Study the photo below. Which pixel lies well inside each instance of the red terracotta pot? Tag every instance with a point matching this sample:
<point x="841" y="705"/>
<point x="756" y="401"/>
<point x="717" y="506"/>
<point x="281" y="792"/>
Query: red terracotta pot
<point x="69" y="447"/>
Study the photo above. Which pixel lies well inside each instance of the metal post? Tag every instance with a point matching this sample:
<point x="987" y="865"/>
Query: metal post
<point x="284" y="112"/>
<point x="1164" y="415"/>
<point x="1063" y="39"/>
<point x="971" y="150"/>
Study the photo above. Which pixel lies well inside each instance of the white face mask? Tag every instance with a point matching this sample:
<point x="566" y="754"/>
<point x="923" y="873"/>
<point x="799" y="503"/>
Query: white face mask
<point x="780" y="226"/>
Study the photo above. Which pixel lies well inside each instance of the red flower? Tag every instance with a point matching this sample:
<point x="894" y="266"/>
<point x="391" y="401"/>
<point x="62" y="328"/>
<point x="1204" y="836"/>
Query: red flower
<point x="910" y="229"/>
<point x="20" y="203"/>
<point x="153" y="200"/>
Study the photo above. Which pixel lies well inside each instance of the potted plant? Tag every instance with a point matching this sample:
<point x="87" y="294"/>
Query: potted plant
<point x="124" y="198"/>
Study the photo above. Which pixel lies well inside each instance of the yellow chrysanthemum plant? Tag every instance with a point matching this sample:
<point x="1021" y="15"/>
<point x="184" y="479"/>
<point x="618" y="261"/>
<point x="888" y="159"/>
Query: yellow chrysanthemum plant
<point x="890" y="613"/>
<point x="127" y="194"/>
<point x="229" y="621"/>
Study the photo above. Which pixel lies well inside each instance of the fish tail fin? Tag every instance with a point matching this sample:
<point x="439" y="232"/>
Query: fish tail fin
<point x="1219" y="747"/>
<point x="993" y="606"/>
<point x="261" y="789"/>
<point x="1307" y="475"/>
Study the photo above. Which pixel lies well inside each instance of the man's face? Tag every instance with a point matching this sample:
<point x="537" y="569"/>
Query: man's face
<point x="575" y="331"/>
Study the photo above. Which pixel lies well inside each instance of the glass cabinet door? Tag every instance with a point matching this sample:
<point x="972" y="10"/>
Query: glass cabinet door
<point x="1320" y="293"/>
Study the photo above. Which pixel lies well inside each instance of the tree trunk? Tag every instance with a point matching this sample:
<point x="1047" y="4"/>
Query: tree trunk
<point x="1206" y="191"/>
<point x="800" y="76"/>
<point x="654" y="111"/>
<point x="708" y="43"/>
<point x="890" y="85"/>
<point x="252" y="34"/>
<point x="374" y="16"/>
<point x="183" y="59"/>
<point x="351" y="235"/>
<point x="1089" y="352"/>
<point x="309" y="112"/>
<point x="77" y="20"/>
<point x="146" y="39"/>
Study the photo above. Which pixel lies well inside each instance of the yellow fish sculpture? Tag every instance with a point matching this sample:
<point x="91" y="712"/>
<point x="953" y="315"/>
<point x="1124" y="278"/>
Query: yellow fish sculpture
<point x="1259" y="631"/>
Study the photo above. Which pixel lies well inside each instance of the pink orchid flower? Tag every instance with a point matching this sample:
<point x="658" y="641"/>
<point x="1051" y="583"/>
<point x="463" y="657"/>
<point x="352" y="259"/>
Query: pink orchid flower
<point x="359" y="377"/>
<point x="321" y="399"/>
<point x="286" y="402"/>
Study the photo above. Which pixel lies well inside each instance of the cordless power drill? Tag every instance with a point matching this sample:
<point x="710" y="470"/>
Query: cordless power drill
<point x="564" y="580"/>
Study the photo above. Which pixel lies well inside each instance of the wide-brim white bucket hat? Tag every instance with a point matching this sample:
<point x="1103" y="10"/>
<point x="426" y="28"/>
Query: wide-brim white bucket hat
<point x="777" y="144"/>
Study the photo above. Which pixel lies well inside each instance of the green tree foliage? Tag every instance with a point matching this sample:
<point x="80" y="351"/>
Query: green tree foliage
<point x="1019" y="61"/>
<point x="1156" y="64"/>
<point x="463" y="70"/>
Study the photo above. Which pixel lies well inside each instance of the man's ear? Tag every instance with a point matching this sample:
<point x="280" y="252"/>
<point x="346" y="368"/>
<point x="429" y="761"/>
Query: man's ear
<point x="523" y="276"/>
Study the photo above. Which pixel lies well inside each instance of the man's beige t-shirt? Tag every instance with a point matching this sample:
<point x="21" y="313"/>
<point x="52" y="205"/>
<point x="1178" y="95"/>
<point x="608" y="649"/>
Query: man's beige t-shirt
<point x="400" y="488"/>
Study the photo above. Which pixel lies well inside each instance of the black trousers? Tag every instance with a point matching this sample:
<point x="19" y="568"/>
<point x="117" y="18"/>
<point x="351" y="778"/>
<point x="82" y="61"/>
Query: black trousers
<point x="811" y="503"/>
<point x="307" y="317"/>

- Task -
Output every line above without altering anything.

- The completed task -
Study the photo below. Which pixel lies well inside each instance of the red terracotta pot? Tag every instance with a point matching this sample:
<point x="841" y="705"/>
<point x="756" y="401"/>
<point x="717" y="506"/>
<point x="281" y="792"/>
Query: red terracotta pot
<point x="69" y="447"/>
Study the photo above. Which pixel lies well inside each instance of the metal post? Tag every instance with a point matching this sample:
<point x="987" y="865"/>
Query: metal post
<point x="284" y="112"/>
<point x="1164" y="415"/>
<point x="1063" y="39"/>
<point x="971" y="150"/>
Study the photo above. Which pixel lies well inside each instance of the white face mask? Tag every instance with a point matching this sample:
<point x="566" y="754"/>
<point x="923" y="873"/>
<point x="799" y="503"/>
Query: white face mask
<point x="780" y="226"/>
Study the photo above. Which pixel lies well inside each instance of the red flower? Tag every instance with a point matching this sample:
<point x="894" y="266"/>
<point x="391" y="401"/>
<point x="62" y="328"/>
<point x="1204" y="836"/>
Query: red flower
<point x="910" y="229"/>
<point x="20" y="203"/>
<point x="153" y="200"/>
Study the photo above. Which pixel lies well inside each instance of the potted plant? Tag every instance with a point matching this sample:
<point x="87" y="294"/>
Query: potted plant
<point x="124" y="198"/>
Study the photo above. Which pixel lies well inside each instance of the yellow chrysanthemum plant? Tag every instance with a point matching this sample:
<point x="1021" y="15"/>
<point x="184" y="479"/>
<point x="618" y="261"/>
<point x="888" y="159"/>
Query: yellow chrysanthemum plant
<point x="890" y="613"/>
<point x="127" y="194"/>
<point x="229" y="621"/>
Study the photo above. Which pixel lies well inside each instance of the fish tail fin? Tag every instance with a point matching this sample:
<point x="439" y="232"/>
Query: fish tail fin
<point x="1219" y="747"/>
<point x="993" y="606"/>
<point x="261" y="789"/>
<point x="1307" y="475"/>
Study the photo above. Which pixel lies well inside each instance of the man's face? Tag every instance with a point matching this sample:
<point x="537" y="569"/>
Query: man's face
<point x="575" y="331"/>
Study the photo above. Which pixel lies well inside each instance of the glass cabinet door? Tag every instance with a point matching this sample:
<point x="972" y="10"/>
Query: glass cabinet door
<point x="1320" y="293"/>
Study the photo above. Which pixel lies well inside each instance of the tree trunk? Tag every instance with a point matching this sample:
<point x="1047" y="4"/>
Query: tree trunk
<point x="1206" y="191"/>
<point x="800" y="76"/>
<point x="654" y="111"/>
<point x="708" y="43"/>
<point x="890" y="85"/>
<point x="252" y="34"/>
<point x="374" y="16"/>
<point x="183" y="59"/>
<point x="351" y="235"/>
<point x="1089" y="352"/>
<point x="309" y="112"/>
<point x="77" y="20"/>
<point x="146" y="39"/>
Study the photo above. Which pixel lies well inside each instance of the yellow fish sculpture? Tag every instance with a point matching this sample:
<point x="91" y="712"/>
<point x="953" y="315"/>
<point x="1124" y="278"/>
Query: yellow fish sculpture
<point x="1259" y="631"/>
Study the photo above. Which pixel lies well inside each instance of the pink orchid flower? Tag every instance with a point matching this sample:
<point x="658" y="641"/>
<point x="1051" y="583"/>
<point x="463" y="657"/>
<point x="352" y="259"/>
Query: pink orchid flower
<point x="359" y="377"/>
<point x="321" y="399"/>
<point x="286" y="402"/>
Study the photo above. Which pixel lies well inside each instance of the cordless power drill? Tag every instance with a point matching this sample:
<point x="710" y="470"/>
Query: cordless power drill
<point x="564" y="580"/>
Study the photo above. Which pixel lies well inside each instance of the wide-brim white bucket hat? Tag every instance with a point matching this sample:
<point x="1103" y="10"/>
<point x="426" y="28"/>
Query: wide-brim white bucket hat
<point x="777" y="144"/>
Study the photo above. Which pixel lies well inside each instance of the green tree foliage? Tag every instance with a point matching this sample:
<point x="80" y="351"/>
Query: green tree foliage
<point x="1019" y="61"/>
<point x="1156" y="64"/>
<point x="463" y="70"/>
Study the photo above. Which pixel lies well inside each instance of the man's ear? Tag every instance with a point matching this sample:
<point x="280" y="252"/>
<point x="346" y="368"/>
<point x="429" y="761"/>
Query: man's ear
<point x="523" y="276"/>
Study the photo above. Which pixel lies well inside each instance of the man's beige t-shirt? Tag every instance with a point matching this sample:
<point x="21" y="313"/>
<point x="52" y="205"/>
<point x="1178" y="95"/>
<point x="608" y="649"/>
Query: man's beige t-shirt
<point x="400" y="488"/>
Study the photo above. Which pixel lies well inside each instance of the black trousers? Tag every instance with a point matching this sample:
<point x="19" y="568"/>
<point x="117" y="18"/>
<point x="351" y="778"/>
<point x="82" y="61"/>
Query: black trousers
<point x="811" y="503"/>
<point x="307" y="317"/>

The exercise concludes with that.